**Data extracted from a collection**
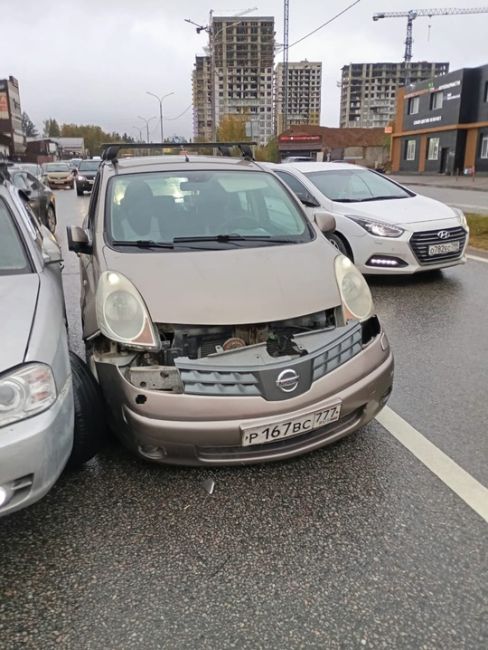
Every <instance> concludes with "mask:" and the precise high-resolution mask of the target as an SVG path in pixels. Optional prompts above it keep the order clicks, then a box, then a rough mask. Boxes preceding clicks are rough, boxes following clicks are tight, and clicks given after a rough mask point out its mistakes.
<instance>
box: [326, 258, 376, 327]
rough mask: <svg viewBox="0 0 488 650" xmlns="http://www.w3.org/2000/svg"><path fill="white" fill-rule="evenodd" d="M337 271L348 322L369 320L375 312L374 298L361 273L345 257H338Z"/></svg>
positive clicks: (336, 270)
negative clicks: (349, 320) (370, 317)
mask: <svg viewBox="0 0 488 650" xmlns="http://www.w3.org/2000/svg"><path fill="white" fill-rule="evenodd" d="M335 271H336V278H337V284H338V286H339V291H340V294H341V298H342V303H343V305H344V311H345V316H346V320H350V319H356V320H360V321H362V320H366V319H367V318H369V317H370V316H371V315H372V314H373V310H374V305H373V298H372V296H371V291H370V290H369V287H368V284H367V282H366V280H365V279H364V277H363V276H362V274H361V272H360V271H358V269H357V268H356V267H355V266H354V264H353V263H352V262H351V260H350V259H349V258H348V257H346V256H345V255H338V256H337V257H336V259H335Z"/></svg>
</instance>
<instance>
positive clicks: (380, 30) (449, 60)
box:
...
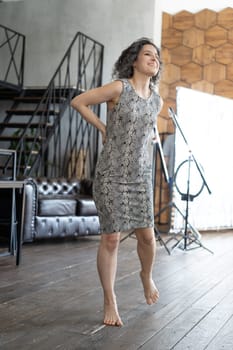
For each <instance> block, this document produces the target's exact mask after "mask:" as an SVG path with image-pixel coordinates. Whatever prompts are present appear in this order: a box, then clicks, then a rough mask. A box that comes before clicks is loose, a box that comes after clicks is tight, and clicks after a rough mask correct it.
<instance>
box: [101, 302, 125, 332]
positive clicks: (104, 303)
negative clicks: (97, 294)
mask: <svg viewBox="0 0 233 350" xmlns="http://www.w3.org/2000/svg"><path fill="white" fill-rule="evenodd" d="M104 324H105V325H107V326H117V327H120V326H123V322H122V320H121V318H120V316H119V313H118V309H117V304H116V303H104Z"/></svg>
* * *
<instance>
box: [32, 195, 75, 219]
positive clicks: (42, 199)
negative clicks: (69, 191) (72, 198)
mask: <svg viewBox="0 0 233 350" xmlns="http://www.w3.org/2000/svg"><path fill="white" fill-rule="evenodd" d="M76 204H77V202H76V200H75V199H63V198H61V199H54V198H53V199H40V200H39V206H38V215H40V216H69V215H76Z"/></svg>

**What you should do**
Find each line above that contains "positive", and copy those lines.

**Exercise response**
positive clicks: (336, 270)
positive clicks: (380, 30) (449, 60)
positive clicks: (104, 303)
positive clicks: (42, 199)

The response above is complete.